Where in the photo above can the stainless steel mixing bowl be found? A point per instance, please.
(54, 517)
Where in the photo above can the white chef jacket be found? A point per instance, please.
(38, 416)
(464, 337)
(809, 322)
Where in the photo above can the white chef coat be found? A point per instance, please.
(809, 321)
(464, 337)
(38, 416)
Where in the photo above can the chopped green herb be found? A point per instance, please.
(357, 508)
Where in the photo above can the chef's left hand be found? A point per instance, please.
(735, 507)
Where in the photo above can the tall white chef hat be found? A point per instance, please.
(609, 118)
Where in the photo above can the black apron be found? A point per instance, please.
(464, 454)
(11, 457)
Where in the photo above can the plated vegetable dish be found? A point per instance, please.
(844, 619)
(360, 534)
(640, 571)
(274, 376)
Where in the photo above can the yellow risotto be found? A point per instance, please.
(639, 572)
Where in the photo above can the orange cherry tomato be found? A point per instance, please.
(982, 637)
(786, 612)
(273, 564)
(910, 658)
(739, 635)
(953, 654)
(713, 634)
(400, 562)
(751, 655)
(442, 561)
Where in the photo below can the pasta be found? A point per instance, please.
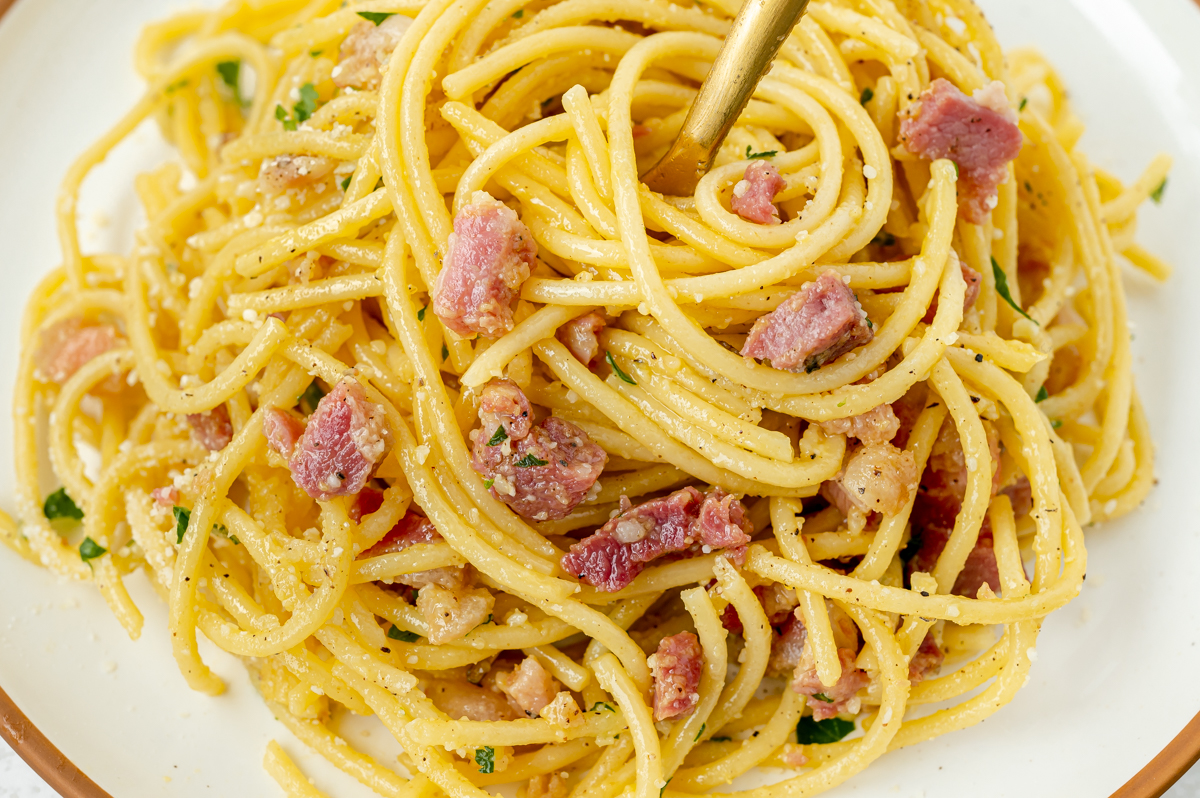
(412, 396)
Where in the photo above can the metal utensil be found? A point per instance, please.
(759, 31)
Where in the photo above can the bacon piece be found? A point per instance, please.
(285, 172)
(528, 687)
(978, 133)
(540, 471)
(211, 429)
(461, 700)
(677, 666)
(611, 557)
(345, 438)
(365, 51)
(877, 425)
(70, 345)
(755, 193)
(925, 661)
(813, 327)
(167, 497)
(580, 336)
(489, 258)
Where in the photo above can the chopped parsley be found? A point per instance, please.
(1157, 195)
(822, 732)
(396, 633)
(60, 505)
(183, 516)
(90, 550)
(311, 397)
(1002, 289)
(622, 376)
(529, 461)
(754, 156)
(378, 17)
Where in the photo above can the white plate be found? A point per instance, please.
(1115, 678)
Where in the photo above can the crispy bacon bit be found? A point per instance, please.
(528, 687)
(345, 438)
(70, 345)
(211, 429)
(677, 666)
(167, 497)
(755, 193)
(541, 471)
(877, 425)
(813, 327)
(453, 613)
(925, 661)
(489, 258)
(978, 133)
(460, 700)
(580, 336)
(611, 557)
(365, 51)
(285, 172)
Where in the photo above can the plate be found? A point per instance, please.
(1114, 682)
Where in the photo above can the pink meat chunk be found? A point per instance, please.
(345, 439)
(70, 345)
(978, 133)
(684, 521)
(755, 193)
(211, 429)
(540, 471)
(489, 258)
(581, 336)
(813, 327)
(677, 667)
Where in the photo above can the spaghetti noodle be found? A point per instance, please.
(414, 399)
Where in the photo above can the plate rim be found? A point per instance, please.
(65, 777)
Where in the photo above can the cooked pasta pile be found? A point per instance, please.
(412, 396)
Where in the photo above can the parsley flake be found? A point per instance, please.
(60, 505)
(1002, 289)
(622, 376)
(377, 17)
(822, 732)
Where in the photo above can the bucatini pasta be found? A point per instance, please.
(412, 396)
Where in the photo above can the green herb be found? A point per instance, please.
(396, 633)
(1157, 195)
(311, 397)
(378, 17)
(183, 515)
(753, 156)
(90, 550)
(822, 732)
(616, 369)
(60, 505)
(1002, 289)
(529, 461)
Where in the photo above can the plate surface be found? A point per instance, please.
(1114, 681)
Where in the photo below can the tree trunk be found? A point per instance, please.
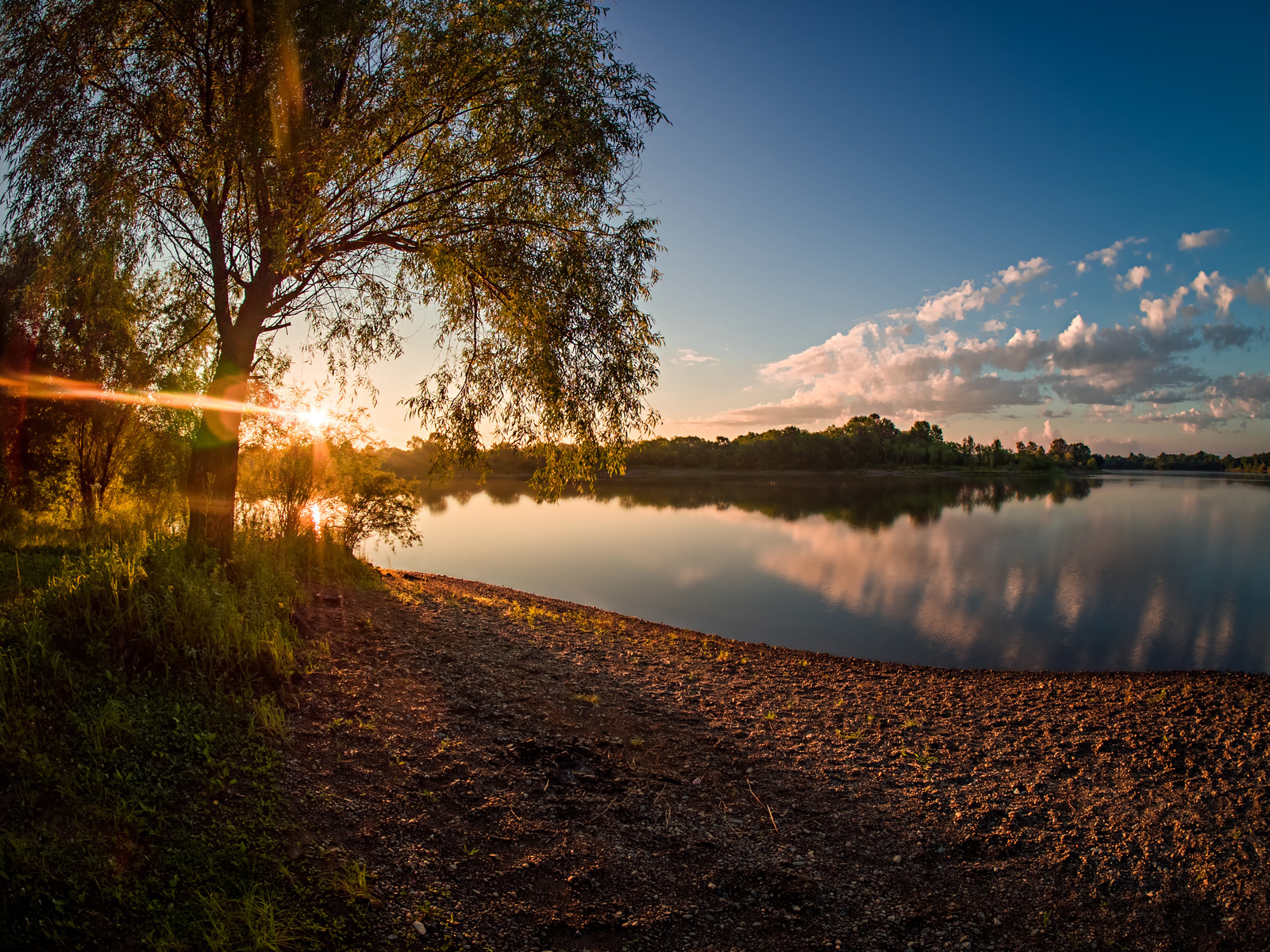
(214, 461)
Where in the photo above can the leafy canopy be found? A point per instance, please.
(348, 163)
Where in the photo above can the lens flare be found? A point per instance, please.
(44, 387)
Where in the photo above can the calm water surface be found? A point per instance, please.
(1111, 573)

•••••

*EXERCISE INSTRUCTIONS*.
Lay out all of the items above as a two-column CSV with the header row "prompt,points" and one row per item. Put each item's wording and its answer each in a single quoted field, replacing line breaks with spaces, and omit the pictures.

*THE OUTPUT*.
prompt,points
"Where in the photo above can the stainless steel mixing bowl be found? A point per instance, please.","(54, 517)"
"Where in the photo above can the white chef jacket be found? A point per instance, please.","(38, 416) (464, 337) (809, 322)"
"Where in the photo above can the white chef coat be found? A point per instance, please.","(809, 321) (464, 337) (38, 416)"
"Where in the photo above can the chopped green herb be found? A point per instance, please.","(357, 508)"
"Where in the photo above can the chef's left hand be found? A point per instance, please.","(735, 507)"
"Where in the photo above can the tall white chef hat be found? A point per instance, please.","(609, 118)"
"Where in the photo above can the black apron be found? A point per instance, please.","(464, 454) (11, 457)"
"Where in the photo above can the plated vegetable dish be found? A point per instance, please.","(844, 619) (360, 534) (640, 571) (274, 376)"
"Where in the photo above can the yellow risotto be found? A point per instance, please.","(639, 572)"
"Where in the photo above can the orange cherry tomato be found? A point per instance, please.","(982, 637) (786, 612) (273, 564) (910, 658) (739, 635) (953, 654) (713, 634) (400, 562) (751, 655) (442, 561)"
"Where in the photo below can the pasta be found? A point per instance, please.","(412, 396)"
"Where in the photo above can the metal utensil be found? A point per instance, please.","(759, 31)"
"Where in the photo above can the bacon piece be found? A point per instance, please.","(285, 172) (528, 687) (978, 133) (540, 471) (211, 429) (461, 700) (677, 666) (611, 557) (345, 438) (365, 51) (877, 425) (70, 345) (755, 193) (925, 661) (813, 327) (167, 497) (580, 336) (489, 258)"
"Where in the photo above can the chopped parsley be found? A point per instance, please.","(1157, 195) (822, 732) (396, 633) (60, 505) (183, 516) (90, 550) (311, 397) (1002, 289) (622, 376) (529, 461) (754, 156) (378, 17)"
"Where in the photo above can the white plate be found? A point per instance, please.","(1115, 678)"
"Where in the photo above can the crispy bacon bit be found? A point per instance, please.","(528, 687) (345, 438) (70, 345) (211, 429) (677, 666) (167, 497) (755, 193) (541, 471) (877, 425) (813, 327) (453, 613) (925, 661) (489, 258) (978, 133) (460, 700) (580, 336) (611, 557) (365, 51) (285, 172)"
"Where in the photo above can the plate be found? A point per instance, please.","(1114, 682)"
"Where in the photo above can the pink meat chunk be found? A point per instance, please.","(345, 439) (70, 345) (978, 133) (684, 521) (755, 193) (211, 429) (540, 471) (489, 258) (581, 336) (813, 327) (677, 667)"
"Where in the photo above can the spaghetti noodle be found? A point per instance, please.","(414, 399)"
"Where in the photo above can the plate rim be found? A point per instance, please.","(65, 777)"
"Where in the photo above can the cooked pasta pile be found? A point per instance, please.","(412, 396)"
"Where in the photo above can the parsley flake be found? A point per instance, please.","(60, 505) (1002, 289) (622, 376) (377, 17) (822, 732)"
"Where in the photo above can the bucatini pasta be found? A point per instance, please.","(412, 396)"
"Where in the photo above can the green herb be found? A point per instance, please.","(396, 633) (1157, 195) (311, 397) (378, 17) (183, 515) (753, 156) (90, 550) (822, 732) (616, 369) (60, 505) (1002, 289) (529, 461)"
"Where in the photo above can the plate surface be found? A point per instance, please.","(1114, 681)"
"Where in the photo below can the tree trunk be found? A point per instance, please.","(214, 461)"
"Where in the photo above can the leafy canopy be found? A point per instance, please.","(348, 163)"
"Where in the photo above can the lens flare be found? A point per instance, please.","(44, 387)"
"Where in the photo above can the calm water surface be found? A point per instance, please.","(1111, 573)"